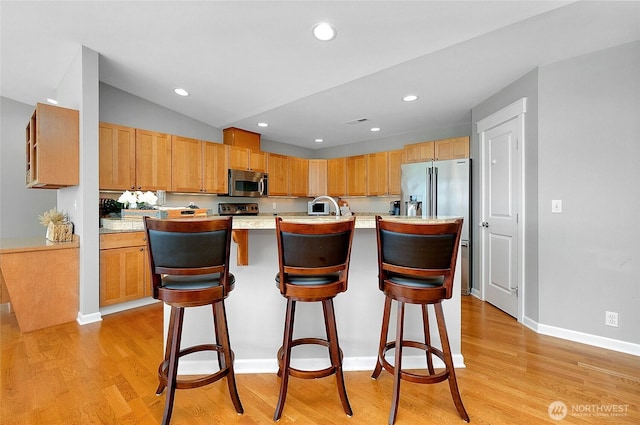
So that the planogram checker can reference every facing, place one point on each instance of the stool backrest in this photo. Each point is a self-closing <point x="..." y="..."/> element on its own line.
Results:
<point x="418" y="250"/>
<point x="188" y="247"/>
<point x="314" y="248"/>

◆ **TASK OBJECTIVE**: Return all of the material above unchanged, minus its pictures.

◆ **FINISHED EXERCISE**:
So that the planogram checker can reference every facing, place one point on each instance of the stool backrest in this photo. Each point is a self-closing <point x="..." y="..."/> element on its own line.
Results:
<point x="418" y="250"/>
<point x="188" y="247"/>
<point x="314" y="248"/>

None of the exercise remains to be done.